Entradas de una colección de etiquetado
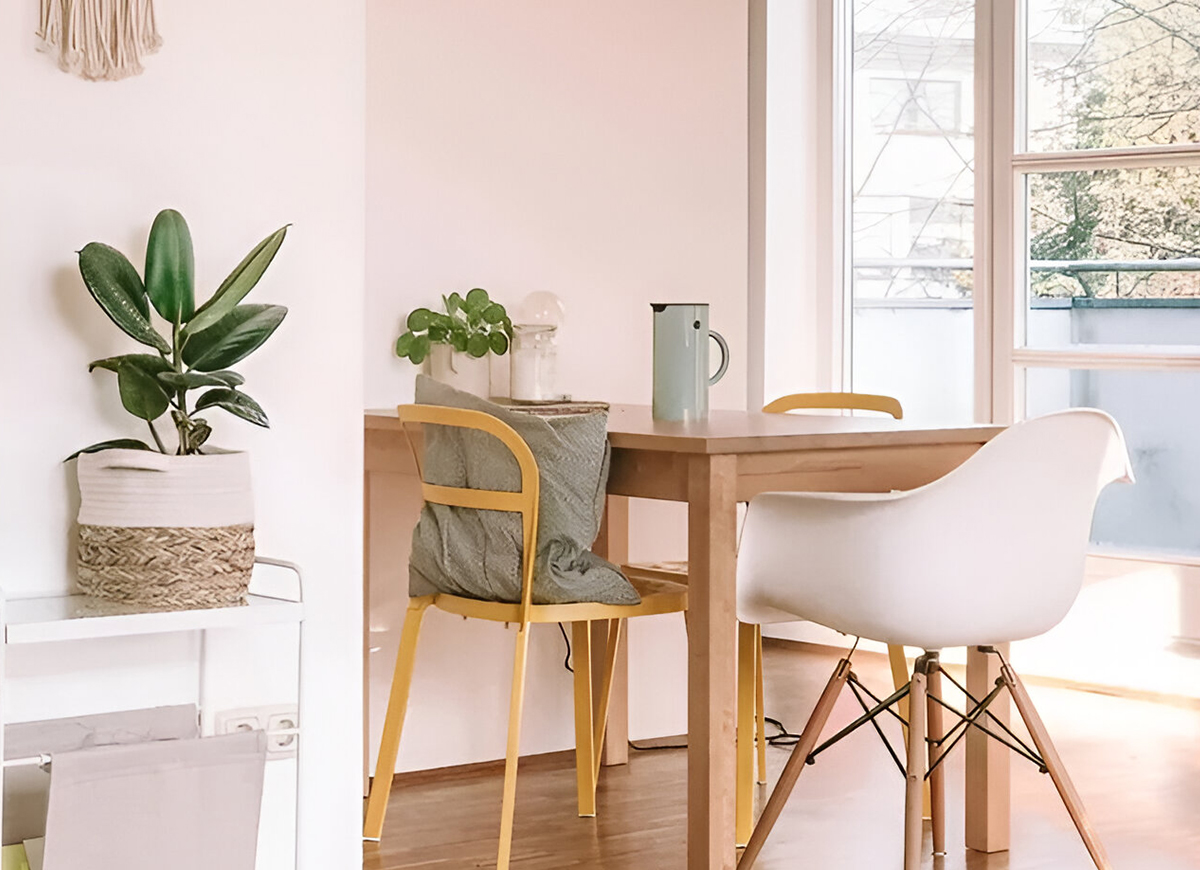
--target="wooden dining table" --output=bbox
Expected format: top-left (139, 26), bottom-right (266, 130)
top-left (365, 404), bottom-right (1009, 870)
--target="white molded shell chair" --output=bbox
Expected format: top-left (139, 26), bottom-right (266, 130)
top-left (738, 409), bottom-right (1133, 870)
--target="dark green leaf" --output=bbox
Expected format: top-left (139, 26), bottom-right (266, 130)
---
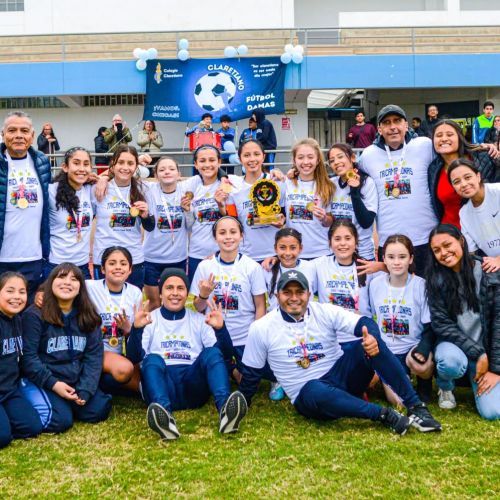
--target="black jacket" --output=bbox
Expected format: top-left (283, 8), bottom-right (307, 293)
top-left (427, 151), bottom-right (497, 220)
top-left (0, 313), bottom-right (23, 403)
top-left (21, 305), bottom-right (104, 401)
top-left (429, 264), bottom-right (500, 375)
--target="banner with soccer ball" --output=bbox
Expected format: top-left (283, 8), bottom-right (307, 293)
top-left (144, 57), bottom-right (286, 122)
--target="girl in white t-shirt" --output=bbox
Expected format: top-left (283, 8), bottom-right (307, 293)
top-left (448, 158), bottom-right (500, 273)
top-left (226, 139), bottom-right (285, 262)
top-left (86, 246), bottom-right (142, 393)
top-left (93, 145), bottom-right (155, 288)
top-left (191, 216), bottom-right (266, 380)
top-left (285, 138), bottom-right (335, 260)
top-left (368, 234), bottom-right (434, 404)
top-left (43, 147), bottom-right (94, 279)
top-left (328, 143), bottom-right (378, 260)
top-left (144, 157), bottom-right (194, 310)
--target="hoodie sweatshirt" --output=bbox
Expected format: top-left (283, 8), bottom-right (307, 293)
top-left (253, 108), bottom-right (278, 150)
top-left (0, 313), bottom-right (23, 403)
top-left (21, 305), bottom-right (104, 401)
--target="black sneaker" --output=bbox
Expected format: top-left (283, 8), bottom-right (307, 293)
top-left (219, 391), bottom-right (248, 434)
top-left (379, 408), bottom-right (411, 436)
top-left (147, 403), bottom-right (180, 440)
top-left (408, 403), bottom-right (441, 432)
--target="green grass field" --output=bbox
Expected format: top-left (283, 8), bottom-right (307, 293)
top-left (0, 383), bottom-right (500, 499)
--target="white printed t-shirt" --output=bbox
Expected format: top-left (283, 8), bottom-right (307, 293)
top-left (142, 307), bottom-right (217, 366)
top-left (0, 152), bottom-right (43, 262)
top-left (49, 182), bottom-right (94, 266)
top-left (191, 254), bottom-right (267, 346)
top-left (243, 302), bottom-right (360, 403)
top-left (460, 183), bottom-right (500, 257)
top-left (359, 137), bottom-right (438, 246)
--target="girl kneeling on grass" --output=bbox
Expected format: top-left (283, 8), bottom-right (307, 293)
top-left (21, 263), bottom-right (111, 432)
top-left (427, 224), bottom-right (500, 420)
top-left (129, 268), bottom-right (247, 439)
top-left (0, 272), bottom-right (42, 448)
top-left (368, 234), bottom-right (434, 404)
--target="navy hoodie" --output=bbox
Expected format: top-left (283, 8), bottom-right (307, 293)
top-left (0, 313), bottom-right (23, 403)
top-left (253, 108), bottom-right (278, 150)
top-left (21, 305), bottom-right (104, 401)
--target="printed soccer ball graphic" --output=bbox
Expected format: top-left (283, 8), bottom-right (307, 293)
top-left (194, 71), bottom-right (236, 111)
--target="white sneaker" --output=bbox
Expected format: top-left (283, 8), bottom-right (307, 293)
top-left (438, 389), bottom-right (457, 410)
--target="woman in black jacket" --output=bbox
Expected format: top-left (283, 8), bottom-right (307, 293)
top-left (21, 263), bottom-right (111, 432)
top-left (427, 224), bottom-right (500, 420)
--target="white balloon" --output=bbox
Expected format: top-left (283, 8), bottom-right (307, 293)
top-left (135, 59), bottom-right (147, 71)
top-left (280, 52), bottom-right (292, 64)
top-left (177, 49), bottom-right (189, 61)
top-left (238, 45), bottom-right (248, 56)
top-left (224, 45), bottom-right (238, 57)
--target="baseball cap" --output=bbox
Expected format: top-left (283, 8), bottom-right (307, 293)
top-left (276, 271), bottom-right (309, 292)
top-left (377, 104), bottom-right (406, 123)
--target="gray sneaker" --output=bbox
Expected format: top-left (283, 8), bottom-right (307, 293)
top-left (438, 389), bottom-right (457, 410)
...
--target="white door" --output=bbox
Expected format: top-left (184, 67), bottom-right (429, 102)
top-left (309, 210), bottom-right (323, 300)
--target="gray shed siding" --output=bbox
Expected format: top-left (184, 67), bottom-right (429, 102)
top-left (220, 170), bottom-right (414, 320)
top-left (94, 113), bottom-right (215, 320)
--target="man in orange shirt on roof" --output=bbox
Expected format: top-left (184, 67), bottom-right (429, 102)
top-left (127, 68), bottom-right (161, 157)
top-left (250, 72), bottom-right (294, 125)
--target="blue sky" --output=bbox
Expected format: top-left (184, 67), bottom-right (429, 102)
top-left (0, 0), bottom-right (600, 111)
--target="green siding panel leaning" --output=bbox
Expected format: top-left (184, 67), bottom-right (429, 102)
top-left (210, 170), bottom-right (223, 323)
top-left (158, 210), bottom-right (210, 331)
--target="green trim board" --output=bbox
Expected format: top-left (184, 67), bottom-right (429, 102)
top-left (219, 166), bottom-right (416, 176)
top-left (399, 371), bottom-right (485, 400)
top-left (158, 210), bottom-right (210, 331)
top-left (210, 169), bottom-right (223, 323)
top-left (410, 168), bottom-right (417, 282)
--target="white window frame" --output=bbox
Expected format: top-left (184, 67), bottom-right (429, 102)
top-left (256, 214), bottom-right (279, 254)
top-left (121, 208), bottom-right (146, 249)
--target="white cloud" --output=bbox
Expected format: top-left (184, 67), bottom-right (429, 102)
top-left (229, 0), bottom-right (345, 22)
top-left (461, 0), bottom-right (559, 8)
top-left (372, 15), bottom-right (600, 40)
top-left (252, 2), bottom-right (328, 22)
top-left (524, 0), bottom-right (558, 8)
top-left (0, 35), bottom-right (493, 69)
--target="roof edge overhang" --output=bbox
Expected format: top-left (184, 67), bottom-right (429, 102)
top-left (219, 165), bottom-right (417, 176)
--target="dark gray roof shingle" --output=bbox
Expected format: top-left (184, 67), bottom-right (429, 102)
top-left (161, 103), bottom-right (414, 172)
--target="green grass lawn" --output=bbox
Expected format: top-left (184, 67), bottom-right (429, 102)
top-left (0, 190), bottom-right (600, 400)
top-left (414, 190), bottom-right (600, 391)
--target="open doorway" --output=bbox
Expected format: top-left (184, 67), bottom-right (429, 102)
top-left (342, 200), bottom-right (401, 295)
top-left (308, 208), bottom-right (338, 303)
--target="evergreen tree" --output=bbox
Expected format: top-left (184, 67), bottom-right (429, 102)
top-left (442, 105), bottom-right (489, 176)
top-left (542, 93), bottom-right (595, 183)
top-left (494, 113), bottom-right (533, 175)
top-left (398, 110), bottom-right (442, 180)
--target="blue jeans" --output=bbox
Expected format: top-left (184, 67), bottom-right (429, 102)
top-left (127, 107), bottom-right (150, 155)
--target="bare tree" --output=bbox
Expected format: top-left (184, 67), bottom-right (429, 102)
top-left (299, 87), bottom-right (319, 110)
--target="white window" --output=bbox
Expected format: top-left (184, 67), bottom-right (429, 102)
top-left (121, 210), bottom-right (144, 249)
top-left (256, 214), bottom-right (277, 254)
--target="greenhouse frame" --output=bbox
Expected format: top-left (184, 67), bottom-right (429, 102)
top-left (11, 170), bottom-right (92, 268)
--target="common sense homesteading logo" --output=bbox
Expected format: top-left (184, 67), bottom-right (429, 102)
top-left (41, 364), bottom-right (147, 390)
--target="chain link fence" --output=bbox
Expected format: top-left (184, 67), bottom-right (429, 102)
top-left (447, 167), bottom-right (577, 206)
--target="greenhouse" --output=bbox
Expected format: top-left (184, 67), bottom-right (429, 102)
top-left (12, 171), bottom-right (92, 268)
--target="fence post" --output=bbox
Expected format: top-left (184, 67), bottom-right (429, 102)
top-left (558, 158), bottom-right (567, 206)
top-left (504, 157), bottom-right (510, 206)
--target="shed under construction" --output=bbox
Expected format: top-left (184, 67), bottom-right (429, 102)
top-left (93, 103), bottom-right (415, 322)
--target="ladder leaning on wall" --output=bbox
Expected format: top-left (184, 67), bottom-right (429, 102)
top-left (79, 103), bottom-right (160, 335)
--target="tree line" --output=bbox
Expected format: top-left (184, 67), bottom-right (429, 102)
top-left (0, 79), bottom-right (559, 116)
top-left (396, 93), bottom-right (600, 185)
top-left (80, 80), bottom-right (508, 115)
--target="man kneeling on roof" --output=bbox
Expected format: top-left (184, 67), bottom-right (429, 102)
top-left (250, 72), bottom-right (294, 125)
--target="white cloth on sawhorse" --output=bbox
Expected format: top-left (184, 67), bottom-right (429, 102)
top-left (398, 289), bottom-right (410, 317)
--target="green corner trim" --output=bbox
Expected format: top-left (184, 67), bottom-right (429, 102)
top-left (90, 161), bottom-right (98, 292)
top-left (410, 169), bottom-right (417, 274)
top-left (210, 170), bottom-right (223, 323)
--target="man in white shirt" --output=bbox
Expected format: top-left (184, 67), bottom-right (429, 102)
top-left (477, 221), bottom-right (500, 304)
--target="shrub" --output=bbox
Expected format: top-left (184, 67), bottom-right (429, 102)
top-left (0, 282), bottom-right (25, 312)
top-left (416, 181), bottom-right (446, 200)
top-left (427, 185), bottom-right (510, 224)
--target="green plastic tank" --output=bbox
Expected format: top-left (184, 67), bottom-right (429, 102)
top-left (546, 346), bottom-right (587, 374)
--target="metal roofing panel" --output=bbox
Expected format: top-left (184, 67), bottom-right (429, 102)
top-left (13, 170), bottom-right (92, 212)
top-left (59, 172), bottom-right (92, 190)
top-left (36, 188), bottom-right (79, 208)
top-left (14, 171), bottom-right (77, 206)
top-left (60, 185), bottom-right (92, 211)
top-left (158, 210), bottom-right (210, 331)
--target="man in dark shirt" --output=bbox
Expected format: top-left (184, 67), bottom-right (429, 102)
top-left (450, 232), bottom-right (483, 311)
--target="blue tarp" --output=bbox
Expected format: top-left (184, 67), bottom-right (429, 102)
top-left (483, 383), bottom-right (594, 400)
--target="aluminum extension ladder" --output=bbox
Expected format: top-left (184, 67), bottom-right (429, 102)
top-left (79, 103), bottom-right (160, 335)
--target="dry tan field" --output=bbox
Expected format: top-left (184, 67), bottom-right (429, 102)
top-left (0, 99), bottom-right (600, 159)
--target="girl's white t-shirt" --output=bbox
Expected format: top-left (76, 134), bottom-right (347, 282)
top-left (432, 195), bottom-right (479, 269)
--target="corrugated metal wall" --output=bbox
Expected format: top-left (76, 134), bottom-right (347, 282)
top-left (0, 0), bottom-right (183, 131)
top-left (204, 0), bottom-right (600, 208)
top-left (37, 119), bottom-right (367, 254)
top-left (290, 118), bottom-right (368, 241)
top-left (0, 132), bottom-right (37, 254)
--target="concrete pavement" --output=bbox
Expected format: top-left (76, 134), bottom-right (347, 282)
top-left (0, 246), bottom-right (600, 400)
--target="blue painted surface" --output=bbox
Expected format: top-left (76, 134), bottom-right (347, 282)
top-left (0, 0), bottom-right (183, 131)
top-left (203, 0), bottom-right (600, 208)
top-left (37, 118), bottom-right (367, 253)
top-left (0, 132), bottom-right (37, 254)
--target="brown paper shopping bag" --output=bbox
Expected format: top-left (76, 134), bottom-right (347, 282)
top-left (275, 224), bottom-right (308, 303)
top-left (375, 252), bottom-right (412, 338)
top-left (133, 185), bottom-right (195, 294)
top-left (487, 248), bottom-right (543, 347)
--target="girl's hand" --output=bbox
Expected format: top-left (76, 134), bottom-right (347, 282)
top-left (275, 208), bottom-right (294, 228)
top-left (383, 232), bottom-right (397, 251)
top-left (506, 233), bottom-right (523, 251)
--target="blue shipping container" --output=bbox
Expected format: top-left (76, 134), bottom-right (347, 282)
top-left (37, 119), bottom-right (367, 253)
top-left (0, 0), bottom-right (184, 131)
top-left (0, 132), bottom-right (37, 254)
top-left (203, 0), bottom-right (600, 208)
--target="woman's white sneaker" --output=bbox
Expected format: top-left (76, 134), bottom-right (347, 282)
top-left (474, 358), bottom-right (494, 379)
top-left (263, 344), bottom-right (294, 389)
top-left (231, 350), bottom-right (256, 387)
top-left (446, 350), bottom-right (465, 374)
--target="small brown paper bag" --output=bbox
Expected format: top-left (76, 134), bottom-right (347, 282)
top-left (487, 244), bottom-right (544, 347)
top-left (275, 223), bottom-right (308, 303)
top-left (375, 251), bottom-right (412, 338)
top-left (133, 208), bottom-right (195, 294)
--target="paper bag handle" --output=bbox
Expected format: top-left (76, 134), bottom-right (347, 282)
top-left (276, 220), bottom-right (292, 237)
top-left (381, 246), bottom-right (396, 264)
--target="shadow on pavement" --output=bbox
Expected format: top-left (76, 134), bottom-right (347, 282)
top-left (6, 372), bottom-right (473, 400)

§ Tu tarea: Cuenta las líneas de las entradas que contienen la palabra "siding", teniendo en cuenta mayúsculas y minúsculas. Da solo el número.

§ Respuesta correcta: 2